The loss of Ethan honestly would be soul crushing without the hope of the resurrection. Living with this loss forces me to surrender what is beyond my control to God in a way that nothing else is probably capable of doing. So, it just may be that through experiencing the devastation of death that we grow to understand that life is only truly lived through and for our Maker.

A Perpetual Saturday

Ethan’s Dad: I never really gave much thought to that Saturday. It wasn’t that I was flippant about it or that I purposefully ignored it. It was just that, in the Christian tradition I grew up in (and I think most others), all of the focus is placed on Good Friday and Easter Sunday. In many ways this is perfectly understandable.

Good Friday is the cataclysmic crisis point in which everything comes crashing down, the unthinkable occurs, and abject evil appears to win. For Christians that day is the definition of the ultimate sacrifice by the only One capable of making it for our sins.

In the starkest of contrasts, Easter Sunday is the glorious climax, the triumph, the grandest of all happy endings. It is the impossible of resurrection from the dead occurring, and yet it was simultaneously inevitable if Jesus was who He said He was because death could not hold onto the Author of life. For Christians that day means a new and ultimately eternal life with God.

So it is little wonder that Saturday is overlooked or even forgotten as it bridges these two profound and all-important days. But you don’t traverse a chasm without a bridge, so it is a required part of the journey, and — I have come to realize — it is more precarious than at first it might seem to be.

Can you imagine for a moment what that day must have been like for Mary, the Disciples, and others close to Jesus? Jesus had completely changed their lives: shown them miraculous signs reminiscent of wonders spoken about by ancestors of old, opened the doors of love beyond their previous comprehension, given them a brand-new purpose for life, and offered a hope unlike any they had ever known before. He had promised them an eternity with Him.
───
■ **Given request 1**:
Lay out the records from the line with "point: red helmet" through the end of the records as a JSON list of strings, one string per line, leaving out any blank lines.

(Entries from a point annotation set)
───
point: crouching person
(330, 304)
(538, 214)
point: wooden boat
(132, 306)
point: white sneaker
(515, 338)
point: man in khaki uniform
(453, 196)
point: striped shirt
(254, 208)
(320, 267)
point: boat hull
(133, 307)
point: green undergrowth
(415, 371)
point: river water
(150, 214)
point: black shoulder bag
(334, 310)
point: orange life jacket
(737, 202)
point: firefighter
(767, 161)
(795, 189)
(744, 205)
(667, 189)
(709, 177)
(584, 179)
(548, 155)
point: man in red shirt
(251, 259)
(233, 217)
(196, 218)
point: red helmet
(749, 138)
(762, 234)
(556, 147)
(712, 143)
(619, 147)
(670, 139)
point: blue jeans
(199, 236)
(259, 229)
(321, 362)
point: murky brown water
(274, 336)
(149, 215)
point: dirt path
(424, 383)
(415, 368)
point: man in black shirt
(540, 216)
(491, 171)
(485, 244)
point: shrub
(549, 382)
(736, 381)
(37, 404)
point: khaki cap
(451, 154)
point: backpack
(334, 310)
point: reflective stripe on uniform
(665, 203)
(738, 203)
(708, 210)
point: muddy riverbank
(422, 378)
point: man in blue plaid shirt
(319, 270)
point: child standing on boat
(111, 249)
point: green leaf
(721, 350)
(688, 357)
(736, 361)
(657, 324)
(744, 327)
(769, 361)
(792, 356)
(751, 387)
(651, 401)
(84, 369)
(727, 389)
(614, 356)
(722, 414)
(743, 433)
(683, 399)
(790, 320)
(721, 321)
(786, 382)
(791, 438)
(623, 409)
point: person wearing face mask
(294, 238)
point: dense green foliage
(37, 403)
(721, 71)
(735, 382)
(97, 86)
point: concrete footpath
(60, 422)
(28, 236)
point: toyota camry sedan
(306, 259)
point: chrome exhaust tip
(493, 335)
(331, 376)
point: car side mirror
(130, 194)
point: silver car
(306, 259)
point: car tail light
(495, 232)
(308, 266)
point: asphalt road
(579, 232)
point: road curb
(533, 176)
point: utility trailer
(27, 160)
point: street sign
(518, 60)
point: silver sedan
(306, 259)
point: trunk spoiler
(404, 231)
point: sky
───
■ **Given request 2**:
In the text about the overlooked Saturday, list each thing named after the words "Jesus had completely changed their lives:" in that sentence.

■ **Complete response 1**:
[
  "point: red helmet",
  "(749, 138)",
  "(762, 234)",
  "(556, 147)",
  "(712, 143)",
  "(619, 147)",
  "(670, 139)",
  "point: blue jeans",
  "(199, 236)",
  "(259, 229)",
  "(321, 362)",
  "point: murky brown water",
  "(274, 336)",
  "(149, 215)",
  "point: dirt path",
  "(424, 383)",
  "(415, 368)",
  "point: man in black shirt",
  "(540, 216)",
  "(491, 171)",
  "(485, 244)",
  "point: shrub",
  "(549, 382)",
  "(736, 381)",
  "(37, 404)",
  "point: khaki cap",
  "(451, 154)",
  "point: backpack",
  "(334, 310)",
  "point: reflective stripe on uniform",
  "(665, 203)",
  "(738, 203)",
  "(708, 210)",
  "point: muddy riverbank",
  "(422, 378)",
  "point: man in blue plaid shirt",
  "(319, 270)",
  "point: child standing on boat",
  "(111, 249)",
  "point: green leaf",
  "(721, 350)",
  "(688, 357)",
  "(736, 361)",
  "(657, 324)",
  "(744, 327)",
  "(769, 361)",
  "(792, 356)",
  "(751, 387)",
  "(651, 401)",
  "(84, 369)",
  "(727, 389)",
  "(614, 356)",
  "(722, 414)",
  "(743, 433)",
  "(683, 399)",
  "(790, 320)",
  "(721, 321)",
  "(786, 382)",
  "(791, 438)",
  "(623, 409)",
  "point: person wearing face mask",
  "(294, 238)",
  "point: dense green foliage",
  "(37, 403)",
  "(721, 71)",
  "(735, 382)",
  "(97, 86)",
  "point: concrete footpath",
  "(60, 422)",
  "(28, 236)",
  "point: toyota camry sedan",
  "(306, 259)",
  "point: chrome exhaust tip",
  "(493, 335)",
  "(331, 376)",
  "point: car side mirror",
  "(130, 194)",
  "point: silver car",
  "(306, 259)",
  "point: car tail light",
  "(495, 232)",
  "(308, 266)",
  "point: asphalt road",
  "(579, 232)",
  "point: road curb",
  "(533, 176)",
  "point: utility trailer",
  "(27, 160)",
  "point: street sign",
  "(518, 60)",
  "point: silver sedan",
  "(306, 259)",
  "point: trunk spoiler",
  "(404, 231)",
  "point: sky"
]

■ **Complete response 2**:
- shown them miraculous signs reminiscent of wonders spoken about by ancestors of old
- opened the doors of love beyond their previous comprehension
- given them a brand-new purpose for life
- offered a hope unlike any they had ever known before